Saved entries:
------------------------

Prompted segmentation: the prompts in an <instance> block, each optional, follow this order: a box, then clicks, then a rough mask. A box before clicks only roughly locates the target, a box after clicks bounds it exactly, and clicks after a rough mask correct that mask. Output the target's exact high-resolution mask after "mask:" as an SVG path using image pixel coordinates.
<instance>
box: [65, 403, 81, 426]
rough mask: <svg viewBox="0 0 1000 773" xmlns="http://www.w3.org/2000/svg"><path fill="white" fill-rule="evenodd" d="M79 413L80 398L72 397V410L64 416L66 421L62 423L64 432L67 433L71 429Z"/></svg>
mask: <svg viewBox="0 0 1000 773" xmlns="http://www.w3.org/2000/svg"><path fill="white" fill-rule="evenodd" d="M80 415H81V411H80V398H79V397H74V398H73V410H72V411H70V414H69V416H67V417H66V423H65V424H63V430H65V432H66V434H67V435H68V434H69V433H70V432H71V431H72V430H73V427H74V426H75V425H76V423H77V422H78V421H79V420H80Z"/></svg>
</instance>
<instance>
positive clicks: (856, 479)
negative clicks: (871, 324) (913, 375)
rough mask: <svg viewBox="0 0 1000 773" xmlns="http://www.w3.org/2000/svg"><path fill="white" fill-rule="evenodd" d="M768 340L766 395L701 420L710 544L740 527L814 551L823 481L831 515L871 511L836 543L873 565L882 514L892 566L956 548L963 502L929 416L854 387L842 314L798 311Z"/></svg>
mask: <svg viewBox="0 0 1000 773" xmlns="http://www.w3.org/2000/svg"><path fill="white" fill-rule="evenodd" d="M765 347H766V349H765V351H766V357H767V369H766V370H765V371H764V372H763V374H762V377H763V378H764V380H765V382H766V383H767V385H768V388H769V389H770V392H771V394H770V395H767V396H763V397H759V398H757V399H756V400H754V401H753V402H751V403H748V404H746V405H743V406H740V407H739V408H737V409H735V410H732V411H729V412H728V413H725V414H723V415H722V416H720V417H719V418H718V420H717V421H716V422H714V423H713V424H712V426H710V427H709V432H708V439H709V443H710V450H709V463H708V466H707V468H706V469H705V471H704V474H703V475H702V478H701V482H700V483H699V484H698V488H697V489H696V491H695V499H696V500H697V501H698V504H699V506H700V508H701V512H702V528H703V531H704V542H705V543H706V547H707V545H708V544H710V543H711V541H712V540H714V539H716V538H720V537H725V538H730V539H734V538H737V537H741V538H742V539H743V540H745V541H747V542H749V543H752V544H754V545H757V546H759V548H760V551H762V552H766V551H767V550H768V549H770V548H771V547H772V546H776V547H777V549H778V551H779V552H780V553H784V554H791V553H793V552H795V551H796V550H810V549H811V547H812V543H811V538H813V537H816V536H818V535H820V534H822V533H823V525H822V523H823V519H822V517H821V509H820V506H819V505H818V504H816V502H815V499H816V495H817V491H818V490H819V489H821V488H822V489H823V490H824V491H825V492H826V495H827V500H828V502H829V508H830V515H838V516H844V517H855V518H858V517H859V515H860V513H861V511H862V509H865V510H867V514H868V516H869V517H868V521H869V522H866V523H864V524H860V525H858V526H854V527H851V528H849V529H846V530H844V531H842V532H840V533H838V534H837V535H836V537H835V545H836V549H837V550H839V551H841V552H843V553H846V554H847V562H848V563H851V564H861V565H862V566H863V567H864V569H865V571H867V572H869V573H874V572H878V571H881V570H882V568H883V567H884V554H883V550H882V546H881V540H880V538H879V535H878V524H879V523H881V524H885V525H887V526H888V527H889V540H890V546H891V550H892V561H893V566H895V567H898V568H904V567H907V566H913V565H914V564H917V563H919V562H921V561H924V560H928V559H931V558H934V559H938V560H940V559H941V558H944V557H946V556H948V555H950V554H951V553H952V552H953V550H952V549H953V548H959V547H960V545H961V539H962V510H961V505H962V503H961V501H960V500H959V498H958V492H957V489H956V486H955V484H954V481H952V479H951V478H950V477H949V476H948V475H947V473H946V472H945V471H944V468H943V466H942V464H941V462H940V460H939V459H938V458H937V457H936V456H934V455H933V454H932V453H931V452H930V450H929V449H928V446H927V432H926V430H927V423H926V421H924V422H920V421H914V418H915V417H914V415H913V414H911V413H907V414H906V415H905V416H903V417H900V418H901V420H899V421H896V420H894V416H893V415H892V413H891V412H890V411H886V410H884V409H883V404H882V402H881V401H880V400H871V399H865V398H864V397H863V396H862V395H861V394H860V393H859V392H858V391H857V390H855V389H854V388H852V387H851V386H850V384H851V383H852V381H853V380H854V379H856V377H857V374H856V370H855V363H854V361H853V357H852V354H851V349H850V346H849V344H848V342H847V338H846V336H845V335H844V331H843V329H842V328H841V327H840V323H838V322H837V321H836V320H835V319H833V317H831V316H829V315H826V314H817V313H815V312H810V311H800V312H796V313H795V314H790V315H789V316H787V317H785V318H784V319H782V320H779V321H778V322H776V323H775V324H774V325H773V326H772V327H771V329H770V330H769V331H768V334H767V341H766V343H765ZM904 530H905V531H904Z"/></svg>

------------------------

▶ [Task requirements]:
Your job is to reproduce the data in full, with every line intact.

▶ [Answer below]:
Prompted segmentation: the prompts in an <instance> block, each optional, follow this order: a box, then clicks, then a rough mask. A box before clicks only roughly locates the target, a box after clicks bounds it exactly, and clicks after a rough mask correct that mask. Output the target's exact high-resolution mask after "mask:" as an SVG path using image pixel coordinates.
<instance>
box: [65, 403, 81, 426]
rough mask: <svg viewBox="0 0 1000 773" xmlns="http://www.w3.org/2000/svg"><path fill="white" fill-rule="evenodd" d="M79 413L80 398L72 397V410L64 416L66 421L62 423L64 432L67 433L71 429Z"/></svg>
mask: <svg viewBox="0 0 1000 773" xmlns="http://www.w3.org/2000/svg"><path fill="white" fill-rule="evenodd" d="M80 415H81V411H80V398H79V397H74V398H73V410H72V411H70V414H69V416H67V417H66V423H65V424H63V430H65V432H66V434H67V435H68V434H69V433H70V432H71V431H72V430H73V427H74V426H75V425H76V423H77V422H78V421H79V420H80Z"/></svg>
</instance>
<instance>
positive clicks: (856, 479)
negative clicks: (871, 324) (913, 375)
rough mask: <svg viewBox="0 0 1000 773" xmlns="http://www.w3.org/2000/svg"><path fill="white" fill-rule="evenodd" d="M768 340L766 395L701 420L710 544L740 527L814 551L823 481L831 515L871 511L836 543L873 565L882 514L892 566L956 548L963 502L929 416L854 387L842 314L798 311Z"/></svg>
mask: <svg viewBox="0 0 1000 773" xmlns="http://www.w3.org/2000/svg"><path fill="white" fill-rule="evenodd" d="M765 347H766V349H765V351H766V357H767V369H766V370H765V371H764V372H763V374H762V377H763V378H764V380H765V382H766V383H767V385H768V388H769V389H770V392H771V394H770V395H767V396H763V397H759V398H757V399H756V400H754V401H753V402H751V403H748V404H746V405H743V406H740V407H739V408H737V409H735V410H732V411H729V412H728V413H725V414H723V415H722V416H720V417H719V418H718V420H717V421H716V422H714V423H713V424H712V426H710V427H709V432H708V439H709V443H710V450H709V463H708V466H707V468H706V469H705V471H704V474H703V475H702V478H701V482H700V483H699V484H698V488H697V489H696V491H695V499H696V500H697V501H698V504H699V506H700V508H701V512H702V528H703V531H704V542H705V543H706V547H707V545H708V544H710V543H711V541H712V540H714V539H716V538H720V537H725V538H730V539H734V538H737V537H741V538H742V539H743V540H745V541H747V542H749V543H752V544H754V545H757V546H759V548H760V551H762V552H766V551H767V550H768V549H770V548H771V547H772V546H776V547H777V549H778V551H779V552H780V553H784V554H791V553H793V552H795V551H796V550H810V549H811V547H812V543H811V538H813V537H816V536H818V535H820V534H822V533H823V525H822V523H823V519H822V517H821V509H820V506H819V505H818V504H816V502H815V499H816V495H817V491H818V490H819V489H821V488H822V489H823V490H824V491H825V492H826V495H827V500H828V502H829V508H830V515H838V516H844V517H855V518H858V517H859V515H860V513H861V511H862V509H865V510H867V514H868V516H869V517H868V521H869V522H866V523H864V524H860V525H858V526H854V527H851V528H849V529H846V530H844V531H842V532H840V533H838V534H837V535H836V537H835V545H836V549H837V550H839V551H841V552H843V553H846V554H847V562H848V563H851V564H861V565H862V566H863V567H864V569H865V571H867V572H869V573H874V572H878V571H881V570H882V568H883V567H884V554H883V550H882V546H881V540H880V538H879V535H878V524H879V523H881V524H885V525H887V526H888V527H889V540H890V546H891V550H892V561H893V566H895V567H898V568H904V567H907V566H913V565H914V564H917V563H919V562H921V561H924V560H928V559H931V558H934V559H938V560H940V559H941V558H944V557H946V556H948V555H950V554H951V553H952V552H953V550H952V549H953V548H959V547H960V545H961V539H962V510H961V505H962V503H961V501H960V500H959V498H958V492H957V489H956V486H955V484H954V481H952V479H951V478H950V477H949V476H948V475H947V473H946V472H945V471H944V468H943V466H942V464H941V462H940V460H939V459H938V458H937V457H936V456H934V455H933V454H932V453H931V452H930V450H929V449H928V446H927V432H926V430H927V423H926V421H924V422H920V421H914V418H915V417H914V415H913V414H911V413H907V414H906V415H905V416H903V417H900V418H901V420H899V421H896V420H894V416H893V415H892V413H891V412H890V411H886V410H884V409H883V404H882V402H881V401H880V400H871V399H865V398H864V397H863V396H862V395H861V394H860V393H859V392H858V391H857V390H855V389H854V388H852V387H851V386H850V384H851V383H852V381H853V380H854V379H856V377H857V374H856V370H855V363H854V361H853V357H852V354H851V349H850V346H849V344H848V342H847V338H846V336H845V335H844V331H843V329H842V328H841V327H840V323H838V322H837V321H836V320H835V319H833V317H831V316H829V315H826V314H817V313H815V312H810V311H800V312H796V313H795V314H790V315H789V316H787V317H785V318H784V319H782V320H779V321H778V322H776V323H775V324H774V325H773V326H772V327H771V329H770V330H769V331H768V334H767V341H766V343H765ZM904 530H905V531H904Z"/></svg>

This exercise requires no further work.